* Instruction 1:
In the forum thread about smoking snacks, translate this sentence into Spanish: "I use the zipper lock vacuum bags when I do it."

* Text:
Segment Open
# Tanking advantage of the cooler spring



## redneck5236 (May 14, 2021)

Couple days ago the high temp for day was to be 59 degrees ! Figured I would take advantage and smoke some cheese pepperoni and eggs ! Four wheeler season is starting soon will make great trail snacks for four wheeler camp ! More excited this year about camp because I have a brand new 2021 can am 570 xt sitting my shed with 3 miles on it , by end of June it will have 300 miles !


----------



## crazymoon (May 14, 2021)

RN5236, Nice snacks for wheeling !


----------



## Winterrider (May 14, 2021)

Heck yea. . .


----------



## smokin peachey (May 14, 2021)

Looks great!


----------



## Steve H (May 15, 2021)

Looks good. I do the same for trips. I use the zipper lock vacuum bags when I do it.


----------



## SmokinAl (May 15, 2021)

Heck yea!
Looks like your set for a while!
Al


----------



## Bearcarver (May 15, 2021)

*SNACK TIME!!!*

Now We're Ready!!
Nice Job!!
All I would need now is a Football Game!!!
Like.

Bear


----------



## WaterinHoleBrew (May 15, 2021)

That all looks great, nice job!


----------
Segment Closed
* Instruction 2:
Output the stored records verbatim from their beginning through the line containing "box: [310, 229, 371, 359]", omitting any pictures.

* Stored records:
Segment Open
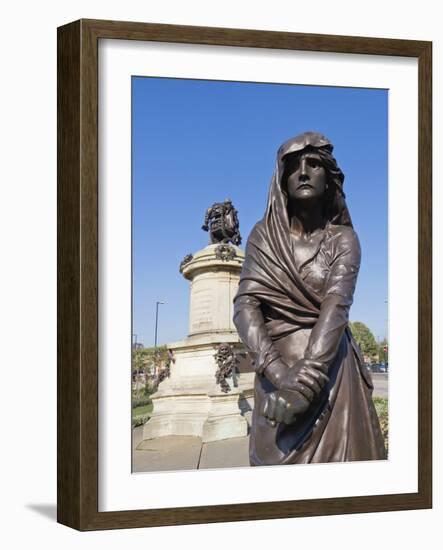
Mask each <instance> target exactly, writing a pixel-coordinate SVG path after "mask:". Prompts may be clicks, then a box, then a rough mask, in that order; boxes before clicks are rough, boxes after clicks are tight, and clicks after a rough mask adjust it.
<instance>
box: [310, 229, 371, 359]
mask: <svg viewBox="0 0 443 550" xmlns="http://www.w3.org/2000/svg"><path fill="white" fill-rule="evenodd" d="M360 259H361V251H360V244H359V241H358V237H357V235H356V233H355V232H354V230H353V229H351V228H349V227H345V228H343V232H342V234H341V235H340V236H339V237H338V239H337V243H336V246H335V251H334V258H333V260H332V264H331V271H330V274H329V278H328V281H327V288H326V293H325V298H324V300H323V302H322V304H321V308H320V315H319V317H318V320H317V322H316V324H315V326H314V328H313V329H312V331H311V335H310V338H309V342H308V346H307V348H306V352H305V358H306V359H308V360H315V361H318V362H319V363H322V364H323V365H325V366H327V367H329V365H330V364H331V363H332V362H333V360H334V358H335V356H336V354H337V351H338V347H339V345H340V341H341V338H342V336H343V332H344V330H345V329H346V326H347V324H348V320H349V308H350V307H351V304H352V301H353V297H354V290H355V284H356V281H357V276H358V271H359V268H360Z"/></svg>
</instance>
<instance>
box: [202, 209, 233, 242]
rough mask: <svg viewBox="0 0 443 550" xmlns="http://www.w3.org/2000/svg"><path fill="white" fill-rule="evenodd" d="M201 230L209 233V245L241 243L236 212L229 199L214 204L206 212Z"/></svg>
mask: <svg viewBox="0 0 443 550" xmlns="http://www.w3.org/2000/svg"><path fill="white" fill-rule="evenodd" d="M202 229H203V231H209V235H210V237H211V244H215V243H223V244H227V243H229V242H231V243H232V244H235V245H239V244H240V243H241V236H240V231H239V223H238V217H237V210H236V209H235V208H234V206H233V204H232V201H231V199H226V200H225V202H215V203H214V204H213V205H212V206H210V207H209V208H208V209H207V210H206V215H205V221H204V223H203V225H202Z"/></svg>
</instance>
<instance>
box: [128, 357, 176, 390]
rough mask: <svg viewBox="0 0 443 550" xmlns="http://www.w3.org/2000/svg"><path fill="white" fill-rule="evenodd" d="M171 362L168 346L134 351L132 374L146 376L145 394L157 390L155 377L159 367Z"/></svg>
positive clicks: (145, 381) (144, 389) (144, 378)
mask: <svg viewBox="0 0 443 550" xmlns="http://www.w3.org/2000/svg"><path fill="white" fill-rule="evenodd" d="M168 360H169V357H168V349H167V347H166V346H157V347H152V348H137V349H133V350H132V373H133V375H135V376H136V375H140V374H143V375H144V380H145V387H144V392H145V393H152V391H153V390H154V389H155V388H154V385H155V375H156V374H158V371H159V367H160V365H162V364H165V363H166V362H167V361H168Z"/></svg>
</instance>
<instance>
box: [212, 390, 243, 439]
mask: <svg viewBox="0 0 443 550" xmlns="http://www.w3.org/2000/svg"><path fill="white" fill-rule="evenodd" d="M209 399H210V401H211V407H210V409H209V413H208V417H207V419H206V421H205V423H204V424H203V433H202V441H203V443H207V442H209V441H218V440H219V439H229V438H230V437H243V436H245V435H247V433H248V423H247V421H246V418H245V417H244V416H241V414H239V413H240V410H239V401H240V391H239V390H236V391H233V392H230V393H228V394H226V393H224V394H222V395H220V394H218V395H210V396H209Z"/></svg>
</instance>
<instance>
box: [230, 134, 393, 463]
mask: <svg viewBox="0 0 443 550" xmlns="http://www.w3.org/2000/svg"><path fill="white" fill-rule="evenodd" d="M306 147H310V148H312V147H314V148H316V150H317V151H319V152H326V153H327V155H325V157H326V159H331V158H332V159H333V157H332V156H331V155H330V153H331V152H332V145H331V144H330V143H329V141H328V140H327V139H326V138H324V136H321V135H320V134H316V133H311V132H308V133H306V134H302V135H301V136H298V137H297V138H293V139H292V140H289V141H288V142H286V143H284V144H283V145H282V146H281V147H280V149H279V151H278V155H277V164H276V168H275V172H274V175H273V177H272V181H271V187H270V191H269V198H268V204H267V208H266V213H265V216H264V217H263V219H262V220H261V221H259V222H258V223H257V224H256V225H255V227H254V228H253V230H252V232H251V234H250V236H249V239H248V243H247V246H246V258H245V263H244V266H243V269H242V273H241V276H240V284H239V288H238V292H237V295H236V297H235V299H234V322H235V324H236V327H237V330H238V332H239V335H240V338H241V339H242V340H243V342H244V344H245V346H246V348H247V349H248V351H249V353H250V356H251V359H252V363H253V365H254V368H255V371H256V376H255V384H254V390H255V402H254V410H253V415H252V426H251V433H250V453H249V454H250V463H251V465H270V464H295V463H309V462H343V461H352V460H376V459H384V458H386V452H385V448H384V444H383V438H382V435H381V430H380V425H379V421H378V417H377V414H376V411H375V408H374V405H373V402H372V390H373V385H372V381H371V377H370V374H369V373H368V372H367V370H366V368H365V367H364V365H363V364H362V359H361V355H360V351H359V348H358V346H357V345H356V343H355V341H354V339H353V337H352V334H351V332H350V330H349V328H348V325H347V323H348V312H349V308H350V306H351V304H352V299H353V293H354V289H355V283H356V279H357V274H358V269H359V265H360V247H359V243H358V238H357V236H356V234H355V232H354V230H353V228H352V222H351V219H350V215H349V212H348V209H347V206H346V202H345V198H344V194H343V191H342V188H341V186H342V183H343V179H344V176H343V174H342V173H341V171H340V170H339V169H337V166H336V164H335V161H334V165H333V166H335V168H336V169H337V170H338V171H337V170H336V173H335V175H336V176H337V177H336V178H335V183H334V185H335V187H336V189H335V193H334V196H333V199H332V204H331V207H330V208H329V211H328V221H327V225H326V227H325V229H324V236H323V238H322V240H321V242H320V245H319V247H318V249H317V251H316V252H315V254H314V256H313V257H312V258H310V259H309V260H307V261H306V262H303V264H299V265H297V262H296V261H295V254H294V242H293V240H292V237H291V232H290V222H289V218H288V212H287V197H286V192H285V191H284V189H282V177H283V173H284V162H285V156H286V155H287V154H290V153H294V152H300V151H303V149H305V148H306ZM329 296H331V297H333V298H332V302H331V300H327V299H326V298H328V297H329ZM331 303H332V305H331ZM280 342H281V343H283V342H286V343H285V344H284V345H283V346H279V343H280ZM288 342H289V343H288ZM279 347H280V348H281V349H284V350H285V353H281V349H279ZM288 350H289V352H288ZM276 355H281V356H282V358H283V359H284V361H285V363H286V364H288V365H290V364H291V363H292V364H293V363H295V361H296V360H297V359H300V358H302V357H306V358H310V359H313V360H318V361H320V362H323V363H325V364H327V365H328V376H329V379H330V380H329V382H328V383H327V385H326V386H325V388H324V389H323V391H322V392H321V394H320V395H319V396H318V398H317V399H315V400H314V401H313V402H312V403H311V405H310V407H309V409H308V410H307V411H306V412H305V413H303V414H301V415H299V416H298V417H297V418H296V420H295V422H294V423H293V424H290V425H285V424H283V423H281V424H276V425H275V426H273V425H271V423H269V422H268V421H267V419H266V418H265V417H264V416H263V414H262V412H263V407H264V402H265V400H266V396H267V394H269V392H271V391H275V390H276V388H275V387H274V386H273V385H272V383H271V382H270V381H269V380H268V379H267V378H266V372H265V369H266V367H267V365H268V364H270V363H271V362H272V360H274V359H275V357H276ZM289 368H290V367H289Z"/></svg>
Segment Closed
* Answer 1:
Uso las bolsas de vacío con cierre de cremallera cuando lo hago.

* Answer 2:
Mask each <instance> target exactly, writing a pixel-coordinate SVG path after "mask:". Prompts may be clicks, then a box, then a rough mask, in that order; boxes before clicks are rough, boxes after clicks are tight, and clicks after a rough mask adjust it.
<instance>
box: [310, 229, 371, 359]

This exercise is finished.